(Dataset entries)
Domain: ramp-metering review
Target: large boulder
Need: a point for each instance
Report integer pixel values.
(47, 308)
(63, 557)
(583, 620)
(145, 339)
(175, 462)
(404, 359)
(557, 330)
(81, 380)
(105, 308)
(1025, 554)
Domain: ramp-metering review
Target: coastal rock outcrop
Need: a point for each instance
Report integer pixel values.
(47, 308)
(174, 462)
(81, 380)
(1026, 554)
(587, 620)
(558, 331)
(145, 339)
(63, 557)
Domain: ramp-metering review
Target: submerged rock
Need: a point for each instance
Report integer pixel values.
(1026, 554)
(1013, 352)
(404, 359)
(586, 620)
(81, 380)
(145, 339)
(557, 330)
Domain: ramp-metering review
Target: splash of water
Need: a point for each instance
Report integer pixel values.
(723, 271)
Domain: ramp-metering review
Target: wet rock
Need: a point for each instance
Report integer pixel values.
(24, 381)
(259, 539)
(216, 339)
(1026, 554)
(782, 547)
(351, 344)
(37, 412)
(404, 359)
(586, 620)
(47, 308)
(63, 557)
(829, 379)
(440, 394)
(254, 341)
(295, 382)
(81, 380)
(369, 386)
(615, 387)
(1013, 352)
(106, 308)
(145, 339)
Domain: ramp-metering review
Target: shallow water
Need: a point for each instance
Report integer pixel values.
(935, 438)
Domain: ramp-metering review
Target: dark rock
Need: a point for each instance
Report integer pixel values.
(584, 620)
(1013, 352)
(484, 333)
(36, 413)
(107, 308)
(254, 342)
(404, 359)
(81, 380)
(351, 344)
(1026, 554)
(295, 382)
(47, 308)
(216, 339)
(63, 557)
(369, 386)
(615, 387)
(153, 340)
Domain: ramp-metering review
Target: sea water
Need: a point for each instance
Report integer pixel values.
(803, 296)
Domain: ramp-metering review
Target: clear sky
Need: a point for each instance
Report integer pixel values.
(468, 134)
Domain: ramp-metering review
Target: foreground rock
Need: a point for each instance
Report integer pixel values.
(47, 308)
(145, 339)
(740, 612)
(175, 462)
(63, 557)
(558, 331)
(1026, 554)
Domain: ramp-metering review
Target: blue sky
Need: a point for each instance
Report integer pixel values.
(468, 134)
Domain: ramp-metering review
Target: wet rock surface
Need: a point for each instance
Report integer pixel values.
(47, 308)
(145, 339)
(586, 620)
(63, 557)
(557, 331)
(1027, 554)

_WORK TO BE COMPLETED_:
Exactly how many lines of the records above contain "Target"? Please state only the number.

_WRITTEN SOLUTION_:
12